Page excerpt
- Opening Delimiter -
Designing and debugging distributed systems is notoriously difficult. For single-node systems, interactive debuggers enable stepping through an execution of the program and inspecting its state. For distributed systems, however, the execution control and state inspection facilities of traditional debuggers fall short. The execution of a distributed system is defined by the order in which events---messages and timeouts---are delivered; traditional debuggers do not allow developers to control this order. Additionally, significant system state resides on messages in transit rather than locally in program memory, and traditional debuggers are not able to display this state

to developers. Existing step-through debuggers are therefore of limited utility to distributed systems developers.

The thesis of this dissertation is that a step-through debugger for distributed systems can bring the advantages of traditional single-node step-through debugging to distributed systems, helping developers to diagnose bugs and understand system behavior. We present Oddity: a graphical, interactive debugger for distributed systems. It brings the power of traditional step-through debugging---fine-grained control and observation of a program as it executes---to distributed systems. It also enables exploratory testing, in which an engineer examines and perturbs the behavior of a system in order to better understand it, perhaps without a specific bug in mind. A programmer can directly control message and failure interleaving. Oddity can be used on both executable system models and on system implementations. Oddity supports time travel, allowing a developer to explore multiple branching executions of a system within a single debugging session. Oddity includes a model checker for skipping tedious event sequences and for finding states matching particular predicates.
- Closing Delimiter -
Work required
In the abstract on distributed systems debugging, what does Oddity include for skipping tedious event sequences?

Items drawn from a dataset
- Opening Delimiter -
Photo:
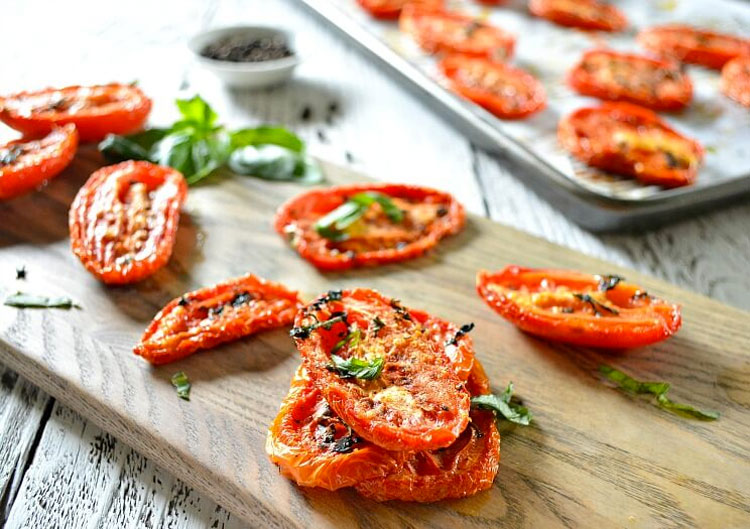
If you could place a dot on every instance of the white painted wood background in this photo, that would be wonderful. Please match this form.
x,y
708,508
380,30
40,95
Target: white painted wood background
x,y
57,469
- Closing Delimiter -
Task result
A model checker.